= DOCUMENT PASSAGE =
=== Section Start ===

2⃣ 1947 André Boivin & Roger Vendrely – a near forgotten 2 pages in French that suggest almost explicitly that DNA –> RNA –> protein.
3⃣ 1952 & 1953 Alexander Dounce – like Boivin & Vendrely, Dounce is one of the first to propose that DNA might serve as a template for the synthesis of RNA, which in turn serves as a template for the synthesis of proteins.
4⃣ 1952 Alfred Hershey & Martha Chase – They confirmed that DNA was the molecule of heredity a.k.a as the blender experiment. (However as Matthew Cobb told me, After the experiment, after the double helix, Hershey still thought protein played a role. See this recount for example).
6⃣ 1956 & 1958 Francis Crick – The Central Dogma: once ‘information’ is passed into protein it cannot get out again.
7⃣ To read a clear explanation of the 2 unrelated hypotheses ‘The Central Dogma’ and ‘DNA -> RNA -> Proteins’, have a look at Dan Graur blog post.
8⃣ 1958 Francis Crick – The adaptor hypothesis (in On protein Synthesis): to explain how information encoded in DNA is used to specify the amino acid sequence of proteins.
9⃣ 1958 Mahlon Hoagland – Discovery of the adaptors = soluble RNAs a.k.a. tRNA.
1⃣0⃣ 1957 Vernon Ingram – The first demonstration that the abnormal haemoglobin in sickle cell anaemia patients is caused by an alteration in one amino acid.
1⃣1⃣ 1958 Matthew Meselson and Franklin W. Stahl – experimental proof of Semi-Conservative DNA replication.
1⃣2⃣ 1959 Pardee, Jacob & Monod – The PaJaMo experiment that supported the hypothesis that a molecule mediated the production of proteins from DNA (cytoplasmic messenger).
1⃣3⃣ 1961 Jacob & Monod – The fundamental basis of gene regulation, one of the most influential paper in the history of modern biology (& I am not saying that because Jacob & Monod were French). And yes RNA was already proposed by Jacob and Monod in 1961 to control the operon.
1⃣5⃣ For an historical point of view of the discovery of mRNA, see also this great recount by Matthew Cobb.
1⃣6⃣ 1961 Marshall W. Nirenberg & J. Heinrich Matthaei – A poly-U RNA was translated into polyphenylalanine in a cell-free system. This experiment provided the initial clue to breaking the genetic code. See also the didicated NIH web site.
1⃣7⃣ 1961 Crick, Barnett, Brenner & Watts-Tobin – The existing knowledge in 1961 & the experimental procedures were certainly not sufficient to allow anyone to deduce the general nature of the genetic code but they nearly solved the riddle.

=== Section End ===

= INFORMATION SHOWN =
=== Section Start ===

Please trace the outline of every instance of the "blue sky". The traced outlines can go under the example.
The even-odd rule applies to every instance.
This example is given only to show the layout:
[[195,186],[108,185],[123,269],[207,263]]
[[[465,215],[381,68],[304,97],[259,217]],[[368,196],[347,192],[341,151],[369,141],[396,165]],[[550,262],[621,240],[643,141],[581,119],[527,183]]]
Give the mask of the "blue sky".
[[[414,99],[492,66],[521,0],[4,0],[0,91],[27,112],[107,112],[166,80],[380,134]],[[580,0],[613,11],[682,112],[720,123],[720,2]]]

=== Section End ===
=== Section Start ===

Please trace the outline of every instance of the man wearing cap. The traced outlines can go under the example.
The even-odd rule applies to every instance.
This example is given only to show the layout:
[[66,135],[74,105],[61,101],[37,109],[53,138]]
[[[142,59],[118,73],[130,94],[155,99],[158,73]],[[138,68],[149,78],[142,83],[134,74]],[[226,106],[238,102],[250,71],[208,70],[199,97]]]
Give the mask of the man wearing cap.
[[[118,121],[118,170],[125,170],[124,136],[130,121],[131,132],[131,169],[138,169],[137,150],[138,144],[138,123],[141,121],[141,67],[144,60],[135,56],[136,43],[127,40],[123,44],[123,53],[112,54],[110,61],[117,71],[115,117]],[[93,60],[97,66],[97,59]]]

=== Section End ===

= WHAT NEEDS TO BE DONE =
Add the next few items to the timeline of molecular biology discoveries, starting after the one about Crick, Barnett, Brenner and Watts-Tobin.

= RESULT FOR THIS EXERCISE =
1⃣8⃣ 1965 Margarita Salas – The first experimental results indicating that the direction of reading of the genetic message is from the 5’ to the 3’ end (see also My scientific life by Margarita Salas in 2016).
2⃣0⃣ 1966 Francis Crick – The Wobble hypothesis. A visionary Crick again explains why multiple codons can code for a single amino acid.
2⃣1⃣ 1967 Brenner – The last of the 64-Triplet Genetic Code is cracked.
2⃣1⃣ bis 1964 Allfrey Faulkner Mirsky – Acetylation & methylation of histones & their possible role in the regulation of RNA synthesis.
2⃣2⃣ 1969 Britten & Davidson – Like the Monod & Jacob paper in 1961, a very influential paper on gene regulation. Their theory stated the hypothesis that repetitive non-coding sequences are at the core of genetic regulation.
2⃣3⃣ 1968 Karin Ippen-Ihler – Studies using the lac operon identified the promoter as a cis controlling element for gene transcription.
2⃣4⃣ 1969 Bob Roeder & William J. Rutter – the discovery of 3 chromatographically separable forms of eukaryotic RNA polymerase from sea urchin embryos (I, II and III).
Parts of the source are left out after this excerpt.